--- BEGIN Entries shown ---

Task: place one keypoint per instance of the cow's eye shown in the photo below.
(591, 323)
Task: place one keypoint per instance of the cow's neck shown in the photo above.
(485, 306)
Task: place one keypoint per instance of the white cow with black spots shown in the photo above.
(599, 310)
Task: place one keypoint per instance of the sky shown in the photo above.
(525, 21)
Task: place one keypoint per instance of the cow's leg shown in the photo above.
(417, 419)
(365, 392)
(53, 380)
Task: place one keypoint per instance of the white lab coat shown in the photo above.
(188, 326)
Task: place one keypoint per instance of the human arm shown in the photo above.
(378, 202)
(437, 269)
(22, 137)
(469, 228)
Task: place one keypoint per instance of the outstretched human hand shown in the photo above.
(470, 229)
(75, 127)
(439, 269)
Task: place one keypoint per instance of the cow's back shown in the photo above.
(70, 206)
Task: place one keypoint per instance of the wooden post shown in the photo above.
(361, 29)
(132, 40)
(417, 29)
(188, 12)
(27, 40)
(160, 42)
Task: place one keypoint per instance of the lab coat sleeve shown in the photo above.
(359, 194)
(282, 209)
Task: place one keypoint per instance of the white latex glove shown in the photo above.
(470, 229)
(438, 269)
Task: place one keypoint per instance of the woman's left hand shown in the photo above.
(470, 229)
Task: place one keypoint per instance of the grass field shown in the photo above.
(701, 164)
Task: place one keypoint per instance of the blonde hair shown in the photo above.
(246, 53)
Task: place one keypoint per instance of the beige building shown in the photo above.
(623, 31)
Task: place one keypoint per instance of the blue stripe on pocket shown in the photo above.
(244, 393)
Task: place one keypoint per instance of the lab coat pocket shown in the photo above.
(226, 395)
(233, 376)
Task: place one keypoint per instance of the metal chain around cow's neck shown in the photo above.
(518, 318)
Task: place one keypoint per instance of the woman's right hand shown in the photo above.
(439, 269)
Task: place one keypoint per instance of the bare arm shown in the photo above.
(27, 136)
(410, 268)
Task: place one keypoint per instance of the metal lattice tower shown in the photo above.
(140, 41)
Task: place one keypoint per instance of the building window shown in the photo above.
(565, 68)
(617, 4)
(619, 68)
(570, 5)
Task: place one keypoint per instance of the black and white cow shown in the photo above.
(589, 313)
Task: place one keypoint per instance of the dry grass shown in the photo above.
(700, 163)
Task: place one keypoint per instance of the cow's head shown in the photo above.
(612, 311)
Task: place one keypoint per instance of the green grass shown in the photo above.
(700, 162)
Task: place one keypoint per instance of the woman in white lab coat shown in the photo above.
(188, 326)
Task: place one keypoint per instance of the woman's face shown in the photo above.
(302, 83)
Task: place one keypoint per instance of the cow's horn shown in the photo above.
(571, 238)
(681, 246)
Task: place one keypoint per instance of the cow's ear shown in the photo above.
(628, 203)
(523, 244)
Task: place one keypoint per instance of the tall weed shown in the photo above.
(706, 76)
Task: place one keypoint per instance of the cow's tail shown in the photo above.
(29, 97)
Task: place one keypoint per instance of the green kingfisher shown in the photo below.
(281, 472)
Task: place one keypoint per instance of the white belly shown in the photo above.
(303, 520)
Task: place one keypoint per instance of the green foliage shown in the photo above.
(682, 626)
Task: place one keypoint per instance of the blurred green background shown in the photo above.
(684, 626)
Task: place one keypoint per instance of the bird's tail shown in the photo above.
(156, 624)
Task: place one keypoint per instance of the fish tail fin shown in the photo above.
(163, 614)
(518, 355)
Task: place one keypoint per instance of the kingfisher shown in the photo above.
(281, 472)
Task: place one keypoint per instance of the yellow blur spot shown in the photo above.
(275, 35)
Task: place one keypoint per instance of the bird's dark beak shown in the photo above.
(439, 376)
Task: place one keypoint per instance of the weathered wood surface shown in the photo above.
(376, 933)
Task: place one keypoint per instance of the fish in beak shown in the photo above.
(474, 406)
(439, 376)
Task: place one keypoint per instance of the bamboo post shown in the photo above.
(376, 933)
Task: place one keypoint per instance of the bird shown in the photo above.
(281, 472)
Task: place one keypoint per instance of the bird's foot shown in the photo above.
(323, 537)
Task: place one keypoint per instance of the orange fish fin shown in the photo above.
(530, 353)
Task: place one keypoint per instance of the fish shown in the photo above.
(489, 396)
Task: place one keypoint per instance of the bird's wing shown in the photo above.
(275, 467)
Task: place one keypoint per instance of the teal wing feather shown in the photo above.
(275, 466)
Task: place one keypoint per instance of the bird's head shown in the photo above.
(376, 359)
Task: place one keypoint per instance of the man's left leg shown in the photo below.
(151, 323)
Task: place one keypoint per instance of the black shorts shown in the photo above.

--- END Entries shown ---

(Stated task):
Render every line of the items above as a Markdown table with the columns Row and Line, numbering the rows in order and leaving out blank lines.

(Response):
| Row | Line |
|---|---|
| 1 | Task: place one keypoint per instance of the cow's eye shown in the photo below. |
| 2 | (591, 323) |
| 3 | Task: place one keypoint per instance of the cow's neck shown in the photo above. |
| 4 | (485, 306) |
| 5 | Task: place one keypoint per instance of the white cow with black spots shown in the photo above. |
| 6 | (599, 310) |
| 7 | Task: place one keypoint per instance of the sky shown in the photo above. |
| 8 | (525, 21) |
| 9 | Task: place one keypoint per instance of the cow's leg shown in the photo above. |
| 10 | (417, 419) |
| 11 | (365, 392) |
| 12 | (53, 380) |
| 13 | Task: place one keypoint per instance of the white lab coat shown in the photo above. |
| 14 | (188, 326) |
| 15 | Task: place one keypoint per instance of the human arm shown in the photo above. |
| 16 | (378, 202) |
| 17 | (437, 269) |
| 18 | (22, 137) |
| 19 | (469, 228) |
| 20 | Task: place one keypoint per instance of the outstretched human hand shown in the photo above. |
| 21 | (470, 229) |
| 22 | (75, 127) |
| 23 | (439, 269) |
| 24 | Task: place one keypoint per instance of the cow's back shown in the photo above. |
| 25 | (70, 206) |
| 26 | Task: place one keypoint per instance of the wooden post shown in the photo above. |
| 27 | (361, 29) |
| 28 | (132, 40) |
| 29 | (417, 29) |
| 30 | (188, 12) |
| 31 | (27, 40) |
| 32 | (160, 42) |
| 33 | Task: place one keypoint per instance of the lab coat sleeve shown in the photo above. |
| 34 | (359, 194) |
| 35 | (282, 209) |
| 36 | Task: place one keypoint per instance of the white latex glove shown in the photo above. |
| 37 | (470, 229) |
| 38 | (438, 269) |
| 39 | Task: place one keypoint per instance of the woman's left hand shown in the photo above. |
| 40 | (470, 229) |
| 41 | Task: place one keypoint per instance of the grass field shown in the photo above. |
| 42 | (701, 164) |
| 43 | Task: place one keypoint per instance of the blonde hair shown in the photo above. |
| 44 | (246, 53) |
| 45 | Task: place one keypoint per instance of the beige building shown in the photo above. |
| 46 | (623, 31) |
| 47 | Task: place one keypoint per instance of the blue stripe on pocket shown in the photo above. |
| 48 | (244, 393) |
| 49 | Task: place one keypoint per instance of the lab coat pocket shown in the photo above. |
| 50 | (226, 395) |
| 51 | (233, 376) |
| 52 | Task: place one keypoint per instance of the metal chain around cow's neck shown in the photo above. |
| 53 | (518, 318) |
| 54 | Task: place one keypoint per instance of the woman's right hand shown in the photo above. |
| 55 | (439, 269) |
| 56 | Task: place one keypoint per instance of the bare arm shown in the photo above. |
| 57 | (27, 136) |
| 58 | (410, 268) |
| 59 | Task: place one keypoint per instance of the metal lattice tower shown in the photo above. |
| 60 | (140, 41) |
| 61 | Task: place one keypoint per instance of the building window shown in the photo above. |
| 62 | (565, 68) |
| 63 | (617, 4) |
| 64 | (619, 68) |
| 65 | (570, 5) |
| 66 | Task: place one keypoint per instance of the black and white cow shown in the photo above. |
| 67 | (589, 313) |
| 68 | Task: place one keypoint per instance of the dry grass shown in the photo above. |
| 69 | (700, 163) |
| 70 | Task: place one keypoint per instance of the cow's head shown in the photo above. |
| 71 | (612, 311) |
| 72 | Task: place one keypoint per instance of the green grass shown in the photo above. |
| 73 | (700, 162) |
| 74 | Task: place one keypoint per instance of the woman in white lab coat shown in the photo above. |
| 75 | (188, 326) |
| 76 | Task: place one keypoint per instance of the woman's face shown in the photo above. |
| 77 | (302, 83) |
| 78 | Task: place one keypoint per instance of the cow's horn shown in the photo above. |
| 79 | (571, 238) |
| 80 | (681, 246) |
| 81 | Task: place one keypoint per instance of the cow's ear shown in the photo above. |
| 82 | (628, 203) |
| 83 | (523, 244) |
| 84 | Task: place one keypoint per instance of the tall weed shown in the photo above. |
| 85 | (706, 76) |
| 86 | Task: place one keypoint per instance of the cow's tail shown in the photo above. |
| 87 | (29, 97) |
| 88 | Task: place one keypoint per instance of the green kingfisher shown in the photo below. |
| 89 | (281, 472) |
| 90 | Task: place one keypoint per instance of the white belly shown in the photo above. |
| 91 | (303, 520) |
| 92 | Task: place one keypoint per instance of the green foliage shown in the photo above. |
| 93 | (682, 626) |
| 94 | Task: place one keypoint per instance of the blurred green background shown in the photo above. |
| 95 | (684, 626) |
| 96 | Task: place one keypoint per instance of the bird's tail shown in the photo above. |
| 97 | (156, 624) |
| 98 | Task: place one keypoint per instance of the fish tail fin shown in the photo above. |
| 99 | (163, 614) |
| 100 | (518, 355) |
| 101 | Task: place one keypoint per instance of the kingfisher shown in the photo above. |
| 102 | (281, 472) |
| 103 | Task: place one keypoint per instance of the yellow blur spot shown in the photo above. |
| 104 | (275, 35) |
| 105 | Task: place one keypoint per instance of the bird's dark beak shown in the photo above. |
| 106 | (439, 376) |
| 107 | Task: place one keypoint per instance of the weathered wood surface shown in the photo above. |
| 108 | (376, 933) |
| 109 | Task: place one keypoint per instance of the fish in beak shown in the photo above. |
| 110 | (474, 406) |
| 111 | (439, 376) |
| 112 | Task: place one keypoint per instance of the bamboo post shown in the photo above. |
| 113 | (376, 933) |
| 114 | Task: place one keypoint per instance of the bird shown in the photo above. |
| 115 | (281, 472) |
| 116 | Task: place one keypoint per instance of the bird's foot shown in the photo above. |
| 117 | (323, 537) |
| 118 | Task: place one keypoint per instance of the orange fish fin shown in the photo above. |
| 119 | (530, 353) |
| 120 | Task: place one keypoint per instance of the fish shown in the photo above. |
| 121 | (489, 396) |
| 122 | Task: place one keypoint per instance of the bird's wing shown in the photo above. |
| 123 | (275, 467) |
| 124 | Task: place one keypoint per instance of the teal wing feather shown in the photo above. |
| 125 | (275, 466) |
| 126 | Task: place one keypoint per instance of the bird's head shown in the photo above. |
| 127 | (376, 359) |
| 128 | Task: place one keypoint per instance of the man's left leg shown in the photo below. |
| 129 | (151, 323) |
| 130 | Task: place one keypoint per instance of the black shorts shown in the photo above. |